[Отрывок для чтения]
◆ ◆ ◆ ◆

После Берлина Дрезден производит мирное впечатление, здесь так тихо, самый город сравнительно небольшой, имеет симпатичную наружность. Хорошая река, чудесный собор и, наконец, эта, по справедливости знаменитая, картинная галерея. Сегодня я её осматривал, но, чтобы составить себе по возможности полное о ней понятие, надо быть не день, не два, и даже не неделю, а больше, и гораздо больше, и притом быть в ней не раз. Видел я мадонну Рафаэля, эту всесветную знаменитость, и вот тебе моё впечатление. Я её, разумеется, знал по копиям, фотографиям, гравюрам, как и весь свет её знает, и, несмотря на это, я её видел в первый раз, то есть в первый раз в том смысле, что ни в одной копии нет ничего того, что есть в подлиннике. Это действительно что-то почти невозможное... Мадонна Рафаэля действительно - произведение великое и действительно вечное... Картина останется таким незаменимым памятником народного верования, каким ничто не может быть, кроме картины. Никакая книга, ни описание, ни что другое не может рассказать так цельно человеческой физиономии, как её изображение...
Теперь я тебе буду сообщать свои парижские похождения, что вижу, что думаю и что делаю...
Тут жизнь вот какая: в квартире никто не живёт, в ней только спят и работают. И всё это живёт в такой высоте, что просто ужасы; в Петербурге и понятия не имеют об этой высоте и об этих лестницах, затем комнаты ужасно маленькие... Никто дома (за исключением только богатых людей) не ест, только утром пьют кофе дома. Завтракают уже в кафе, обедают в ресторанах, потом опять кофе или другое что, только не чай - в кафе, потом сидят до полуночи там, или гуляют, если погода хорошая, и затем спать уже идут в квартиру. Так живут не только одинокие, но и женатые. Например, Лавецари, он уже почти старик, однако ж он с женой всегда ходят обедать, и дома у них ничего нет, и там всегда так же много обедает дам, как и мужчин: значит, никто дома ничего у себя не имеет. Но зато, какую же они здесь едят дрянь! Это ужас!.. Вино здесь дёшево, правда, что это вино не особенное, а порядочное тоже дорого... О супе здесь не имеют ни малейшего понятия, это какие-то почти помои, говядины и признака не находится, даже нет и запаха, - одним словом - дрянь, но есть и хороший стол, разумеется, но он стоит...
В понедельник все дворцы, галереи и достопримечательности заперты... И мне оставалось только ходить по городу и осматривать его наружность... Целый день на ногах. Здесь извозчики немыслимы, слишком дорого будет...
Сегодня с утра тоже: осматривал Лувр, это наш Эрмитаж, ужасно громадный...

◆ ◆ ◆ ◆

[Сохранённые данные]
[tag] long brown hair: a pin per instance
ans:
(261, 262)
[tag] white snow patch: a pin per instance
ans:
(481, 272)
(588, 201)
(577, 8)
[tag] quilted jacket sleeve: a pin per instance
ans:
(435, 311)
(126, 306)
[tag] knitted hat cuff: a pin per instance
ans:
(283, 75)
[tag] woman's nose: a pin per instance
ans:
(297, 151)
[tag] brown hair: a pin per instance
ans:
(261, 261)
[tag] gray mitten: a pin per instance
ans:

◆ ◆ ◆ ◆

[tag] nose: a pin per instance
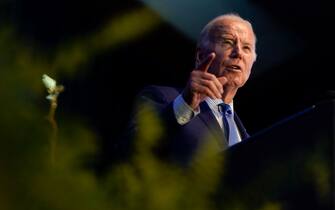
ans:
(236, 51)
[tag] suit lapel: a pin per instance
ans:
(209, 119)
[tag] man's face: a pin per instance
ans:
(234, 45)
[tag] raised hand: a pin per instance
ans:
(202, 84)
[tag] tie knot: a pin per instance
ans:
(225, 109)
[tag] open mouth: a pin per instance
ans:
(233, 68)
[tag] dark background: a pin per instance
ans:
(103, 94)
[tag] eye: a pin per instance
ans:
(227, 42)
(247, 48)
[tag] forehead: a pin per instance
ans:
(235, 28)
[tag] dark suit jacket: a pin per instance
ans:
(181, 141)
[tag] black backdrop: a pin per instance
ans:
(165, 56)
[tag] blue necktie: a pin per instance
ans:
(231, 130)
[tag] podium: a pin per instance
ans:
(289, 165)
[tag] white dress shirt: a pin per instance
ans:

◆ ◆ ◆ ◆

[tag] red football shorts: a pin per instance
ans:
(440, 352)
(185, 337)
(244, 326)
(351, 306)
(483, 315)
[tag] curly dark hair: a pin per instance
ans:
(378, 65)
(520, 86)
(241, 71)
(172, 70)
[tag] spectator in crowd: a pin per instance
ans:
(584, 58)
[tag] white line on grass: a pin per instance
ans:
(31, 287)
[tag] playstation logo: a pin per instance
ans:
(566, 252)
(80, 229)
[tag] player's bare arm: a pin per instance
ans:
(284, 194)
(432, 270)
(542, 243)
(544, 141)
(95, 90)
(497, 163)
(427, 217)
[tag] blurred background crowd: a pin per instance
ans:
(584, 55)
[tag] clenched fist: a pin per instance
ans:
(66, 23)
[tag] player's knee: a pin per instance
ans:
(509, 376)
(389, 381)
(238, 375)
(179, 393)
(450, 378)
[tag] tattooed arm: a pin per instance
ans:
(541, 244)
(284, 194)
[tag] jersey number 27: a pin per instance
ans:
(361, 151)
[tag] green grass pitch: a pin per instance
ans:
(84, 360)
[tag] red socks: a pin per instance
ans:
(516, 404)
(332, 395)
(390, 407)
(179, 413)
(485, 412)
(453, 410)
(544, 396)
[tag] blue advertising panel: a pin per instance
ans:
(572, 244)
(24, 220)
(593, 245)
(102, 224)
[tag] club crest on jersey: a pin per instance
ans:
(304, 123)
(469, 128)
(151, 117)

◆ ◆ ◆ ◆

[Суть задания]
Процитируйте дословно часть отрывка о Дрездене и Париже, начиная со слов «В понедельник все» и заканчивая словами «слишком дорого будет...».

[Ответ на задание]
В понедельник все дворцы, галереи и достопримечательности заперты... И мне оставалось только ходить по городу и осматривать его наружность... Целый день на ногах. Здесь извозчики немыслимы, слишком дорого будет...